**Extracted records**
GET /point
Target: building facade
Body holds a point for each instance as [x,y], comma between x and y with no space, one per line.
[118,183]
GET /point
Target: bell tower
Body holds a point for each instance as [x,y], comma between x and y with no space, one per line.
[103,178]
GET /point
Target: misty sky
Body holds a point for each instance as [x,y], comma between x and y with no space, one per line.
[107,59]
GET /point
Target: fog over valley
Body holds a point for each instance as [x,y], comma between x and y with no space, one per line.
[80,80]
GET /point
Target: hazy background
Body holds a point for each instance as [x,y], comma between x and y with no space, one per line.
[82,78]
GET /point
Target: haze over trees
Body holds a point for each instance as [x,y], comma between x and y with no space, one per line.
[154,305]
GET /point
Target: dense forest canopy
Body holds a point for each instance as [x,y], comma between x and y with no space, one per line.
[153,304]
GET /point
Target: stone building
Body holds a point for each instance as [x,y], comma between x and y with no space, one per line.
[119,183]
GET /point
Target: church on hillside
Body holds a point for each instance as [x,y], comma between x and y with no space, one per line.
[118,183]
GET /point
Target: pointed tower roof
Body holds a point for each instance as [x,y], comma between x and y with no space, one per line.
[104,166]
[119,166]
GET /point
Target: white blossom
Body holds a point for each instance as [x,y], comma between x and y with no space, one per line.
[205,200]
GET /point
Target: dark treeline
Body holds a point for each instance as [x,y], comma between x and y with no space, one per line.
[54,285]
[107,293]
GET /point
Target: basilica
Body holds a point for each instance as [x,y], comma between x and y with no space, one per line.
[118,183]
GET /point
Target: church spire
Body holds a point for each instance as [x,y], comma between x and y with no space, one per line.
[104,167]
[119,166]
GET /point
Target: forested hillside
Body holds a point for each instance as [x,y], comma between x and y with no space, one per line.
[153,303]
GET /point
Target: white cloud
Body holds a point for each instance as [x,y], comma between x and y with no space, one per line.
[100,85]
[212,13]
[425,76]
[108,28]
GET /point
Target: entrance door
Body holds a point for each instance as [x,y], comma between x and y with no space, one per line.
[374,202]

* * *

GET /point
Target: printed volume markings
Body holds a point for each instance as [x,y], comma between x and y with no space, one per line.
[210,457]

**Goal**
Find every line in the entries above that contains the string "tower", matching case exactly, and copy each of those lines.

**Response**
Target: bell tower
Target: pointed tower roof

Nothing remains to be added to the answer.